» **SUPPLIED ENTRIES**:
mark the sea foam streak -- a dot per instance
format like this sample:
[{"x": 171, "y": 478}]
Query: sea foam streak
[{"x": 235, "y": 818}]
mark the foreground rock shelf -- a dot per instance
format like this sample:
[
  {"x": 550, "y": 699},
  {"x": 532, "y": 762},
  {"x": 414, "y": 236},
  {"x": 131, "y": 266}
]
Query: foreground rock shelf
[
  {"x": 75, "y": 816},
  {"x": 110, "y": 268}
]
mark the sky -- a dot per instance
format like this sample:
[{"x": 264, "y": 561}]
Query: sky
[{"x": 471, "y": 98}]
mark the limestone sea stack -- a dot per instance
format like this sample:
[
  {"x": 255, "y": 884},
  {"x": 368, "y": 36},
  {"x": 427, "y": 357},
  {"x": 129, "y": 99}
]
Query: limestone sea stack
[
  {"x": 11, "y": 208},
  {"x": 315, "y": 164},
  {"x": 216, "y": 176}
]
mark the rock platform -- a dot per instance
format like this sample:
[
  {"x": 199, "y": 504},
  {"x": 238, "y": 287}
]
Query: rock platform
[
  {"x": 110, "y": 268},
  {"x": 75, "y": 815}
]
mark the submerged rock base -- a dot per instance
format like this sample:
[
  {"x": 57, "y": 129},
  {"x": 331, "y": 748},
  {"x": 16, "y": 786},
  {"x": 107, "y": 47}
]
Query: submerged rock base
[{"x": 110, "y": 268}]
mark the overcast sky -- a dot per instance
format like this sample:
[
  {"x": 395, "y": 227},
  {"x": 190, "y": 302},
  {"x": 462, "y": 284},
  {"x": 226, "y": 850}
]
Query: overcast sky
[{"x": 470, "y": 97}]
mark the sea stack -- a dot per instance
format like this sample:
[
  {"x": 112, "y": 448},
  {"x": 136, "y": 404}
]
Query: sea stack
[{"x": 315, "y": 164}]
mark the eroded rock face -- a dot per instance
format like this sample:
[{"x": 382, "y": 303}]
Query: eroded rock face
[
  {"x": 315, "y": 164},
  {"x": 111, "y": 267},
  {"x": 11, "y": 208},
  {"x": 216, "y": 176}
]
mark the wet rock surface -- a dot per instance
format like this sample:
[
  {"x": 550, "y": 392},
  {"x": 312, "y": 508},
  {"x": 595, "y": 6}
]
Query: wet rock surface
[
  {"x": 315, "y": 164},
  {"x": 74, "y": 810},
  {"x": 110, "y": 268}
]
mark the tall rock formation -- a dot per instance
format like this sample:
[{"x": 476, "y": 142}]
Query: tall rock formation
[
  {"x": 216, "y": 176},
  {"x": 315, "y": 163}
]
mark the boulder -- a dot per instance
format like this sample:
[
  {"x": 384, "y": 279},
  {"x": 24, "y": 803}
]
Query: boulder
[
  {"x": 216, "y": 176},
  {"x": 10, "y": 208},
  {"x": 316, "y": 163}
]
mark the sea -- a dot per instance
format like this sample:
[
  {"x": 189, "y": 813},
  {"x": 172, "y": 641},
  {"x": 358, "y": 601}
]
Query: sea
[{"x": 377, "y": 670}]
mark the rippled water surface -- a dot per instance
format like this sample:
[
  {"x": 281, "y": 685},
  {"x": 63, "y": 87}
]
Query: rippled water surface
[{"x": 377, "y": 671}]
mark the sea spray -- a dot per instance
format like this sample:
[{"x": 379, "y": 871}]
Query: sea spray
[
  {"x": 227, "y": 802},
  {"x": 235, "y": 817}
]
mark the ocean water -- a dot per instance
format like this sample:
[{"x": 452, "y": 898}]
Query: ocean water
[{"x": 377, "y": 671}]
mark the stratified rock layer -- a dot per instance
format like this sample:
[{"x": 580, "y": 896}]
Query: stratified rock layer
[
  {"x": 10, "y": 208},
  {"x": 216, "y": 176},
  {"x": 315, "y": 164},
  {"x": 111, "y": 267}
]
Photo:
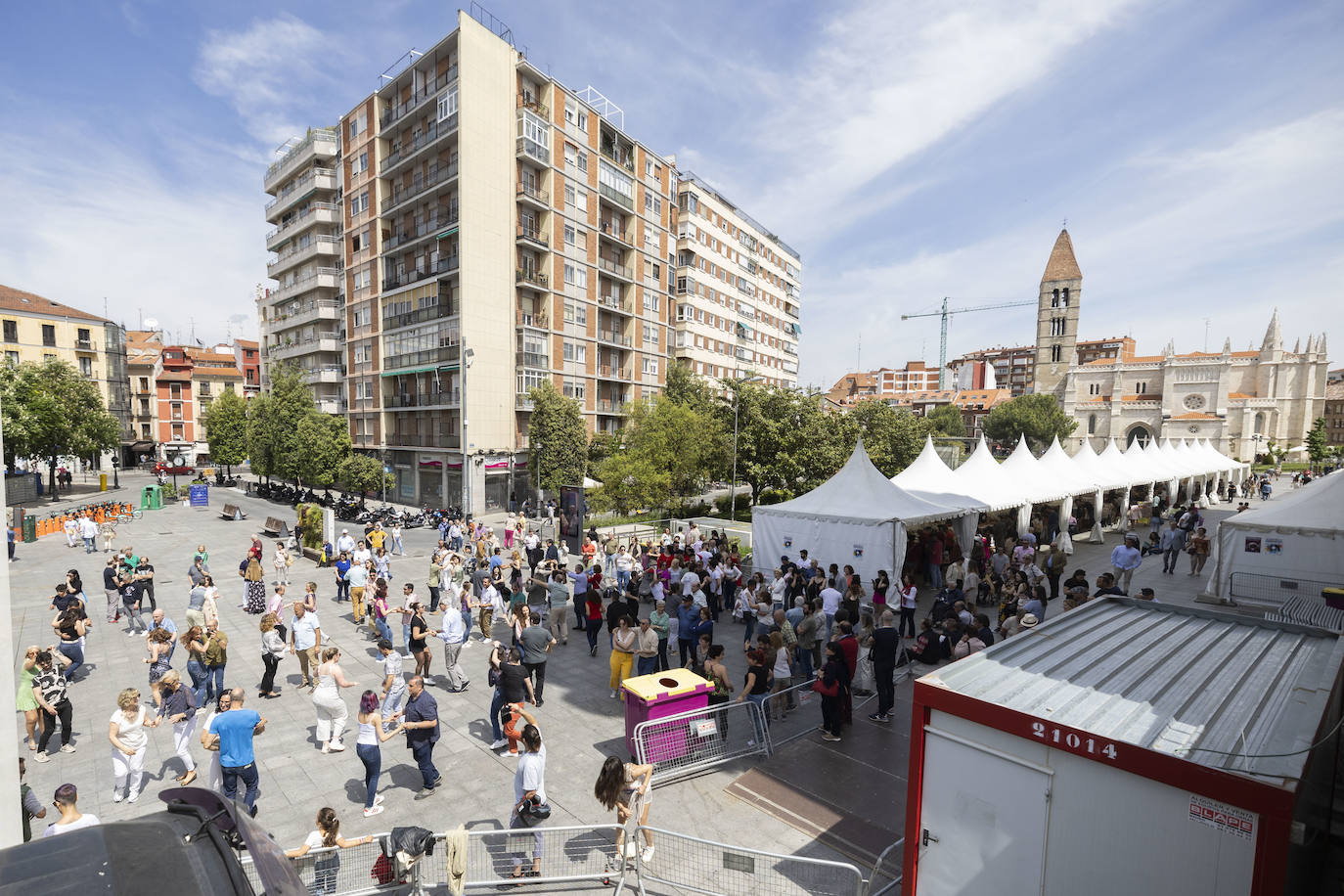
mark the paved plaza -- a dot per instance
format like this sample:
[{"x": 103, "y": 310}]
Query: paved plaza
[{"x": 843, "y": 792}]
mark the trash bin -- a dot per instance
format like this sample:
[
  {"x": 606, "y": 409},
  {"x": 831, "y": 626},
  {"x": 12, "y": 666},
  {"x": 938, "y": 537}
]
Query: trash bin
[{"x": 660, "y": 694}]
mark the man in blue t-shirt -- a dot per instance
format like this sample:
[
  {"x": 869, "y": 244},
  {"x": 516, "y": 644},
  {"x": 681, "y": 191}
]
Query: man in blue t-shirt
[{"x": 233, "y": 733}]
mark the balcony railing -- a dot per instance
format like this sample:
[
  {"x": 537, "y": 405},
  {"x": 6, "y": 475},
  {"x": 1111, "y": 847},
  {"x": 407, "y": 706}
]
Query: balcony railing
[
  {"x": 532, "y": 277},
  {"x": 419, "y": 186},
  {"x": 445, "y": 355},
  {"x": 615, "y": 197},
  {"x": 424, "y": 399},
  {"x": 441, "y": 266},
  {"x": 430, "y": 135},
  {"x": 534, "y": 150},
  {"x": 532, "y": 193},
  {"x": 532, "y": 234},
  {"x": 442, "y": 216},
  {"x": 298, "y": 184},
  {"x": 614, "y": 338},
  {"x": 614, "y": 269}
]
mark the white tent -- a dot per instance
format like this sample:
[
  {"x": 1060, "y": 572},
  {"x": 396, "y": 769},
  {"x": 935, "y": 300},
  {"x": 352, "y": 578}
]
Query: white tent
[
  {"x": 1290, "y": 547},
  {"x": 858, "y": 516},
  {"x": 929, "y": 478}
]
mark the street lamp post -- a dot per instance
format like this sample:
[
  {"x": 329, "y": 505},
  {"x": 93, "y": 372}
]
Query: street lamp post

» **WHAT IS NEEDED**:
Return the complete material exactly as given, excluding images.

» **RESULT FOR THIS EXERCISE**:
mark the sea foam streak -- a dot per instance
format like this sample:
[{"x": 171, "y": 478}]
Query: sea foam streak
[{"x": 235, "y": 818}]
mark the foreground rock shelf -- a dot per instance
format like this sample:
[
  {"x": 550, "y": 699},
  {"x": 532, "y": 762},
  {"x": 414, "y": 236},
  {"x": 131, "y": 266}
]
Query: foreground rock shelf
[
  {"x": 75, "y": 816},
  {"x": 110, "y": 268}
]
mark the sky -- a dot per instance
format like this sample:
[{"x": 264, "y": 561}]
Query: sky
[{"x": 471, "y": 98}]
mark the limestone sea stack -- a dot per instance
format like this sample:
[
  {"x": 255, "y": 884},
  {"x": 368, "y": 36},
  {"x": 427, "y": 357},
  {"x": 129, "y": 99}
]
Query: limestone sea stack
[
  {"x": 11, "y": 208},
  {"x": 315, "y": 164},
  {"x": 216, "y": 176}
]
mark the rock platform -- a dot per instance
format like this sample:
[
  {"x": 199, "y": 504},
  {"x": 238, "y": 287}
]
Query: rock platform
[
  {"x": 110, "y": 268},
  {"x": 75, "y": 815}
]
mark the submerged rock base -- a dot per instance
format like this sample:
[
  {"x": 57, "y": 129},
  {"x": 331, "y": 748},
  {"x": 16, "y": 786},
  {"x": 107, "y": 47}
]
Query: submerged rock base
[{"x": 110, "y": 268}]
mark the overcast sky -- a dot per instance
format like this sample:
[
  {"x": 395, "y": 227},
  {"x": 190, "y": 302},
  {"x": 462, "y": 284},
  {"x": 226, "y": 850}
]
Query: overcast sky
[{"x": 470, "y": 97}]
mark the sea stack -- a dot per instance
format like this sample:
[
  {"x": 112, "y": 448},
  {"x": 136, "y": 404}
]
Query: sea stack
[{"x": 315, "y": 164}]
mark the eroded rock face -- a dot per instance
format like this sample:
[{"x": 382, "y": 303}]
Query: eroded rock face
[
  {"x": 315, "y": 164},
  {"x": 111, "y": 267},
  {"x": 11, "y": 208},
  {"x": 216, "y": 176}
]
mark the wet rock surface -- a dot per instance
format like this sample:
[
  {"x": 550, "y": 392},
  {"x": 312, "y": 508},
  {"x": 595, "y": 6}
]
Query: wet rock surface
[
  {"x": 315, "y": 164},
  {"x": 74, "y": 810},
  {"x": 110, "y": 268}
]
mark the tall rock formation -- a dot per instance
format like this sample:
[{"x": 476, "y": 142}]
Query: tall rock formation
[
  {"x": 216, "y": 176},
  {"x": 315, "y": 163}
]
mark the boulder -- a dot per instance
format like this sample:
[
  {"x": 384, "y": 279},
  {"x": 24, "y": 803}
]
Query: boulder
[
  {"x": 216, "y": 176},
  {"x": 10, "y": 208},
  {"x": 316, "y": 163}
]
mark the sea -- a dot per instance
format like this sample:
[
  {"x": 189, "y": 813},
  {"x": 172, "y": 641},
  {"x": 358, "y": 601}
]
Query: sea
[{"x": 377, "y": 670}]
mark the rippled water surface -- a dot per instance
format like this sample:
[
  {"x": 281, "y": 685},
  {"x": 63, "y": 87}
]
Query: rippled water surface
[{"x": 377, "y": 671}]
mark the sea spray -- a dot per instance
format like this sample:
[{"x": 379, "y": 871}]
Query: sea spray
[
  {"x": 227, "y": 802},
  {"x": 235, "y": 817}
]
mark the ocean water -- a dot per instance
format like this sample:
[{"x": 452, "y": 898}]
Query: ocean water
[{"x": 377, "y": 671}]
mark the stratified rock layer -- a dot per instance
format like this sample:
[{"x": 580, "y": 896}]
Query: stratified rock layer
[
  {"x": 10, "y": 208},
  {"x": 216, "y": 176},
  {"x": 315, "y": 164},
  {"x": 111, "y": 267}
]
Photo:
mark the paved plaza -- a dot per instance
format like this sample:
[{"x": 103, "y": 310}]
Query: paved plaza
[{"x": 843, "y": 792}]
mark the trash bin -- a dot per instance
format like this sample:
[
  {"x": 606, "y": 409},
  {"x": 831, "y": 626},
  {"x": 12, "y": 666},
  {"x": 938, "y": 537}
]
Query: trash bin
[{"x": 660, "y": 694}]
mark the man in blue t-shirt -- a dot per instance
format like this sample:
[
  {"x": 869, "y": 244},
  {"x": 516, "y": 644},
  {"x": 681, "y": 191}
]
Query: man in blue t-shirt
[{"x": 233, "y": 733}]
mark the balcony railing -- a dot per instance
format like this sample:
[
  {"x": 537, "y": 405},
  {"x": 6, "y": 475},
  {"x": 1111, "y": 847},
  {"x": 407, "y": 706}
]
Query: balcony railing
[
  {"x": 532, "y": 277},
  {"x": 419, "y": 186},
  {"x": 445, "y": 355},
  {"x": 615, "y": 197},
  {"x": 424, "y": 399},
  {"x": 441, "y": 266},
  {"x": 430, "y": 135},
  {"x": 534, "y": 150},
  {"x": 532, "y": 193},
  {"x": 532, "y": 234},
  {"x": 442, "y": 216},
  {"x": 298, "y": 184},
  {"x": 614, "y": 338},
  {"x": 614, "y": 269}
]
mark the white tent -- a dot per instance
format like this sample:
[
  {"x": 1060, "y": 572},
  {"x": 396, "y": 769},
  {"x": 935, "y": 300},
  {"x": 352, "y": 578}
]
Query: white tent
[
  {"x": 1290, "y": 547},
  {"x": 858, "y": 516},
  {"x": 929, "y": 478}
]
mark the street lamp post -- a dot per instance
format like this sample:
[
  {"x": 329, "y": 505},
  {"x": 93, "y": 372}
]
Query: street lamp post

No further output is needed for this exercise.